>> Start Supplied entries
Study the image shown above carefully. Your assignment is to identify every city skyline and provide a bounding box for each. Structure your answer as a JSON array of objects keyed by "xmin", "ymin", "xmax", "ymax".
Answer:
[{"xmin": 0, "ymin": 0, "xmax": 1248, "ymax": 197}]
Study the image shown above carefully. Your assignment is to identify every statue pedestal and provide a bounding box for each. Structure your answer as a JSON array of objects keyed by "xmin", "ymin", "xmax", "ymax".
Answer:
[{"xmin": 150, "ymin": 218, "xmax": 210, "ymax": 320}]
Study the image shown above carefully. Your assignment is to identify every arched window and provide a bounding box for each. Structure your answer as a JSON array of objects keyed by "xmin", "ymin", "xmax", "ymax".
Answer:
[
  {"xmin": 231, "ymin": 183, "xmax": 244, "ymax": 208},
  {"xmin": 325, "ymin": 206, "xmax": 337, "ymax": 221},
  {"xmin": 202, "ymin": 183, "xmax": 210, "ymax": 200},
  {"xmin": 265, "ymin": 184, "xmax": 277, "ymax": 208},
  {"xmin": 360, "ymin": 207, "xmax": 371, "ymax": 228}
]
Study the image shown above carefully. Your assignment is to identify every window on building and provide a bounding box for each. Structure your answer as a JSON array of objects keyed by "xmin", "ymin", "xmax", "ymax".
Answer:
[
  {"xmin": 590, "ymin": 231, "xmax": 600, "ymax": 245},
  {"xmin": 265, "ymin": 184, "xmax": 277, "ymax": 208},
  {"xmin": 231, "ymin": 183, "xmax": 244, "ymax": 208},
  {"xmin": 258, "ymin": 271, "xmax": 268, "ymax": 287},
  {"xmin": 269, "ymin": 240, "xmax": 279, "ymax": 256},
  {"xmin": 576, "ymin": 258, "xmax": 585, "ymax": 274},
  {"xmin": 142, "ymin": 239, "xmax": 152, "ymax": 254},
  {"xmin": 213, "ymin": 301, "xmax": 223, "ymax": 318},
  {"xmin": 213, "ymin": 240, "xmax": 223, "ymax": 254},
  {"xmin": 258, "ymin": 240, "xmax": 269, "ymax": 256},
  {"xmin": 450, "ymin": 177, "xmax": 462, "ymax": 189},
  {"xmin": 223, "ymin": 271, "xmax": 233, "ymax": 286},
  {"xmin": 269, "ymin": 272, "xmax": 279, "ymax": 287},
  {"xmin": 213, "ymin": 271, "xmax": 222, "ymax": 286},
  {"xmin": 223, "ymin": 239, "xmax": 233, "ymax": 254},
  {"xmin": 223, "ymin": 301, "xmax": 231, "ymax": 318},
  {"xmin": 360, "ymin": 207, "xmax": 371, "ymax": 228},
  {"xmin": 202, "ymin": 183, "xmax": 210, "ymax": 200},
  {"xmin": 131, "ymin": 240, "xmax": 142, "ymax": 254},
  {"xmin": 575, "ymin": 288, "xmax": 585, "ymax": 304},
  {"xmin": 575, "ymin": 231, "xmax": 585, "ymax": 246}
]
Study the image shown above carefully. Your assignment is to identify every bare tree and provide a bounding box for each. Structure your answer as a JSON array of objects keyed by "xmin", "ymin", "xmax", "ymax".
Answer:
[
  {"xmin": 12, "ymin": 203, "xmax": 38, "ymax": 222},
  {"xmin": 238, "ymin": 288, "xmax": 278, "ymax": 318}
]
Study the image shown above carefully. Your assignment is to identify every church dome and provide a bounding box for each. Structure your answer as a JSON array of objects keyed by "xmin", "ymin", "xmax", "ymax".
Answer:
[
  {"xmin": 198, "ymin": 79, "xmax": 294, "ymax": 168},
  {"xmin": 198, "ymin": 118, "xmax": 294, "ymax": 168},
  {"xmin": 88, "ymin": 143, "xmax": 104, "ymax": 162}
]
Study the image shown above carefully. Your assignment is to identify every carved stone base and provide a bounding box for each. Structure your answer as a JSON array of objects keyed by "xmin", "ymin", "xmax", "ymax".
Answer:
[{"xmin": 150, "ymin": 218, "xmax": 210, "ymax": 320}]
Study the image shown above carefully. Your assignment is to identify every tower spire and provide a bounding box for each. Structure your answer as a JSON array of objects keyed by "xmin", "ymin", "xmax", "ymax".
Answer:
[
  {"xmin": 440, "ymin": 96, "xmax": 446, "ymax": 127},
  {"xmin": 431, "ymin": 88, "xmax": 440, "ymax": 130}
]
>> End Supplied entries
## Direction
Each line in the material above must be retyped without alteration.

## Task response
Study the image shown above carefully. Your assignment is to identify every city skyline and provide a bounding box for each. Structure your answer as a JSON array of objects keyed by "xmin", "ymin", "xmax", "ymax".
Answer:
[{"xmin": 0, "ymin": 0, "xmax": 1248, "ymax": 197}]
Study the image shown above carefully. Your assignment is to identify every statue pedestal and provide a bounding box for each. Structure your answer as a JSON array of objects keyed by "xmin", "ymin", "xmax", "ymax".
Answer:
[{"xmin": 150, "ymin": 218, "xmax": 210, "ymax": 320}]
Study the image shown above carefully. Your assignment is to identify every arched window and provide a bounding box for each. Structure your answer as a JSON array of objects keyed by "xmin", "ymin", "xmax", "ymax".
Answer:
[
  {"xmin": 231, "ymin": 183, "xmax": 244, "ymax": 208},
  {"xmin": 325, "ymin": 206, "xmax": 337, "ymax": 221},
  {"xmin": 202, "ymin": 183, "xmax": 210, "ymax": 200},
  {"xmin": 265, "ymin": 184, "xmax": 277, "ymax": 208},
  {"xmin": 360, "ymin": 207, "xmax": 371, "ymax": 228}
]
Study the image shown above carefully. Your assignment is to identify every window on building and provide a bounding box for each. Structure your answer as a JSON array of objects keyed by "xmin", "ymin", "xmax", "ymax".
Answer:
[
  {"xmin": 590, "ymin": 231, "xmax": 600, "ymax": 245},
  {"xmin": 265, "ymin": 184, "xmax": 277, "ymax": 208},
  {"xmin": 231, "ymin": 183, "xmax": 244, "ymax": 208},
  {"xmin": 258, "ymin": 271, "xmax": 268, "ymax": 287},
  {"xmin": 269, "ymin": 240, "xmax": 279, "ymax": 256},
  {"xmin": 576, "ymin": 258, "xmax": 585, "ymax": 274},
  {"xmin": 142, "ymin": 239, "xmax": 152, "ymax": 254},
  {"xmin": 213, "ymin": 301, "xmax": 223, "ymax": 318},
  {"xmin": 213, "ymin": 240, "xmax": 223, "ymax": 254},
  {"xmin": 258, "ymin": 240, "xmax": 269, "ymax": 256},
  {"xmin": 450, "ymin": 177, "xmax": 462, "ymax": 189},
  {"xmin": 223, "ymin": 271, "xmax": 233, "ymax": 286},
  {"xmin": 269, "ymin": 272, "xmax": 279, "ymax": 287},
  {"xmin": 213, "ymin": 271, "xmax": 222, "ymax": 286},
  {"xmin": 223, "ymin": 239, "xmax": 233, "ymax": 254},
  {"xmin": 223, "ymin": 301, "xmax": 231, "ymax": 318},
  {"xmin": 360, "ymin": 207, "xmax": 371, "ymax": 228},
  {"xmin": 202, "ymin": 183, "xmax": 210, "ymax": 200},
  {"xmin": 131, "ymin": 240, "xmax": 142, "ymax": 254},
  {"xmin": 575, "ymin": 288, "xmax": 585, "ymax": 304},
  {"xmin": 575, "ymin": 231, "xmax": 585, "ymax": 246}
]
Study the image shown above carefully. Your assignment is to identify every bare tree and provide a bounding box for each. Structure your answer as a JSON array of objects keyed by "xmin", "ymin", "xmax", "ymax".
Answer:
[
  {"xmin": 12, "ymin": 203, "xmax": 38, "ymax": 222},
  {"xmin": 238, "ymin": 288, "xmax": 278, "ymax": 318}
]
Study the image shown above carefully. Your assignment is to identify every church dome and provide a bounding box for each. Structure your answer as a JSON array of objects keyed by "xmin", "ymin", "xmax", "ymax".
Answer:
[
  {"xmin": 198, "ymin": 79, "xmax": 294, "ymax": 168},
  {"xmin": 198, "ymin": 118, "xmax": 294, "ymax": 168},
  {"xmin": 88, "ymin": 143, "xmax": 104, "ymax": 162}
]
Study the image shown above carefully. Your assignment is to identify every carved stone base and provide a bounding box for each. Structure your answer as a JSON array of objects keyed by "xmin", "ymin", "xmax", "ymax".
Answer:
[{"xmin": 150, "ymin": 218, "xmax": 210, "ymax": 320}]
Study the image shown above carefully. Your assignment is to identify every tower spire and provide a bounding box for each. Structure your answer as a JSON array of objects keyed by "xmin", "ymin", "xmax", "ymax".
Answer:
[
  {"xmin": 440, "ymin": 96, "xmax": 446, "ymax": 127},
  {"xmin": 431, "ymin": 88, "xmax": 440, "ymax": 130}
]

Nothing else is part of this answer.